### Directions for this task:
A complete and exact copy of the entries below is the expected result.

### Task data:

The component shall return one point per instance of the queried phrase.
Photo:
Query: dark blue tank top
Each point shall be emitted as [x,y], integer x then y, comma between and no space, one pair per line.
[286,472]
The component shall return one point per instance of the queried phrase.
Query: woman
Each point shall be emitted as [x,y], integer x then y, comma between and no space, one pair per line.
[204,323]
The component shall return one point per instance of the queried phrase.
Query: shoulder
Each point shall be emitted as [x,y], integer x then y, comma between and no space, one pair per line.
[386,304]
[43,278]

### Solution to this task:
The component shall return one point per instance of the queried phrase.
Photo:
Query: dark blue tank top
Each point shall be emitted as [x,y], integer x then y, comma between and no space, one pair per line.
[286,472]
The component shall return one point per instance of the queried phrase.
Query: woman
Each point shall be emitted as [x,y], integer x then y, comma between and no space, one pair per line.
[204,323]
The component shall return one point per instance of the queried phrase.
Query: shoulder
Each point shall be emitted as [x,y], integer x then y, comma between and no space, one pair per line.
[386,304]
[43,278]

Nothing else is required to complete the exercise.